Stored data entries
==========
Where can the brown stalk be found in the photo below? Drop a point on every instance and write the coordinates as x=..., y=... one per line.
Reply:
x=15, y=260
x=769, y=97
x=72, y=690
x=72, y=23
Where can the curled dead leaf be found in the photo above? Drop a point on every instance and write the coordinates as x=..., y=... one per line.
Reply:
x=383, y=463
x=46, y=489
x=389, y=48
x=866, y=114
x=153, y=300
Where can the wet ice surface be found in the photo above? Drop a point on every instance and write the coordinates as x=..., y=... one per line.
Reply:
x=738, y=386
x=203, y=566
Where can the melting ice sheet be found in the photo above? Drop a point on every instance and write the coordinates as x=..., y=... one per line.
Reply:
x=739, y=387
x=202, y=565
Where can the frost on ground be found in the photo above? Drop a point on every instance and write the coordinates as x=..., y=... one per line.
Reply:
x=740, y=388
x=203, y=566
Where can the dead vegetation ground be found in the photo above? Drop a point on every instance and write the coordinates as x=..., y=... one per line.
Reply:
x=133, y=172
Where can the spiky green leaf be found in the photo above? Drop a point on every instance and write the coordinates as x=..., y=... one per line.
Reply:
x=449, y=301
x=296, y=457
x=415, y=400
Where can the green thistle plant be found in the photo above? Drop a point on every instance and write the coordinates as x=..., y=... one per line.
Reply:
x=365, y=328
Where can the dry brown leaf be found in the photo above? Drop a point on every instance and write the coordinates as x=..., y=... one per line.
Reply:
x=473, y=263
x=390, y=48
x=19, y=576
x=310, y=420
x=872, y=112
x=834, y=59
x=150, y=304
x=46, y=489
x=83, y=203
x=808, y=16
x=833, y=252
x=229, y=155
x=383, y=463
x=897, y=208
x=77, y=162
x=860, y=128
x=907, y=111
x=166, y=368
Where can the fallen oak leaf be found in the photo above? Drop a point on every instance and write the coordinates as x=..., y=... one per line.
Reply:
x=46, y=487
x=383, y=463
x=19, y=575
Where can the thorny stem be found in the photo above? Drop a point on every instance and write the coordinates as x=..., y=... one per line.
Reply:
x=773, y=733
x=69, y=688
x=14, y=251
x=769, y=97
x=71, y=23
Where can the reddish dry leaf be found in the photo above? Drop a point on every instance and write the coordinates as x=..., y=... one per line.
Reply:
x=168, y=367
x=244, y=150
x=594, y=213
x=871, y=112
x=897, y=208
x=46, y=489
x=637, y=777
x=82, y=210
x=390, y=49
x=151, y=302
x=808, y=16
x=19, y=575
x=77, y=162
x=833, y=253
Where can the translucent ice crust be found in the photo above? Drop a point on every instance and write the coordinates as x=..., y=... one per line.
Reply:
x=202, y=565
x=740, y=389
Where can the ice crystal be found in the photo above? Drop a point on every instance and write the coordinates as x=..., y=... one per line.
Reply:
==========
Problem statement: Write the records out once more. Change nothing.

Answer to this exercise:
Where can the brown stalk be found in the photo below? Drop a point on every instance and write the coordinates as x=..., y=... one per line.
Reply:
x=15, y=260
x=769, y=97
x=72, y=690
x=72, y=23
Where can the curled dead leaf be found in the photo above? Drop a point on every instance and write the coordinates as x=..., y=... one per line.
Reply:
x=383, y=463
x=46, y=489
x=389, y=48
x=866, y=114
x=153, y=300
Where can the wet ice surface be found in the photo above? Drop a point on every instance and write the coordinates as x=..., y=... one per line.
Reply:
x=738, y=386
x=203, y=566
Where can the melting ice sheet be found in the photo above? Drop a point on every instance and write the coordinates as x=..., y=... one per line.
Reply:
x=739, y=387
x=202, y=565
Where can the frost on ground be found in the photo above? Drop a point on every instance and write the coordinates as x=..., y=... one per line.
Reply:
x=740, y=388
x=203, y=566
Where can the dead vegetation ground be found in the photo above? Drop a point on every instance and write the coordinates as x=..., y=... one per line.
Reply:
x=133, y=172
Where can the spiky green leaf be found in the photo above? Drop a point on every instance and write the coordinates as x=..., y=... one per line.
Reply:
x=449, y=301
x=296, y=457
x=415, y=400
Where can the green thistle plant be found in the photo above? Drop a point on every instance and write the coordinates as x=..., y=... one per line.
Reply:
x=365, y=328
Where can the dry brown leaf be found in the photo above? Drop a point on every instance and write the coordinates as x=..., y=... one per line.
Reply:
x=473, y=263
x=390, y=48
x=19, y=576
x=310, y=420
x=872, y=112
x=834, y=59
x=150, y=304
x=46, y=489
x=83, y=203
x=808, y=16
x=833, y=252
x=229, y=155
x=383, y=463
x=897, y=208
x=77, y=162
x=860, y=128
x=907, y=111
x=166, y=368
Where can the fallen oak leaf be found in the photo above? Drop a point on every instance and write the coordinates as x=..., y=... one per line.
Reply:
x=46, y=487
x=383, y=463
x=19, y=575
Where can the thorny stem be found in the photo above? Drop a point on every instance and write the coordinates as x=..., y=... one per line.
Reply:
x=773, y=733
x=69, y=688
x=14, y=251
x=769, y=97
x=71, y=23
Where can the reddish dry leaf be found in the photo above? Drop a point on every instance and write the coordinates as x=..., y=... one per line.
Reply:
x=168, y=367
x=244, y=150
x=594, y=213
x=871, y=112
x=897, y=208
x=46, y=489
x=637, y=777
x=82, y=210
x=390, y=49
x=151, y=302
x=808, y=16
x=19, y=575
x=77, y=162
x=833, y=253
Where can the translucent ice crust be found in the photo above? Drop a point on every instance and write the coordinates as x=..., y=... one per line.
Reply:
x=202, y=565
x=740, y=389
Where can the ice crystal be found in the photo above? Drop a point on every instance and write the coordinates as x=..., y=... one per line.
Reply:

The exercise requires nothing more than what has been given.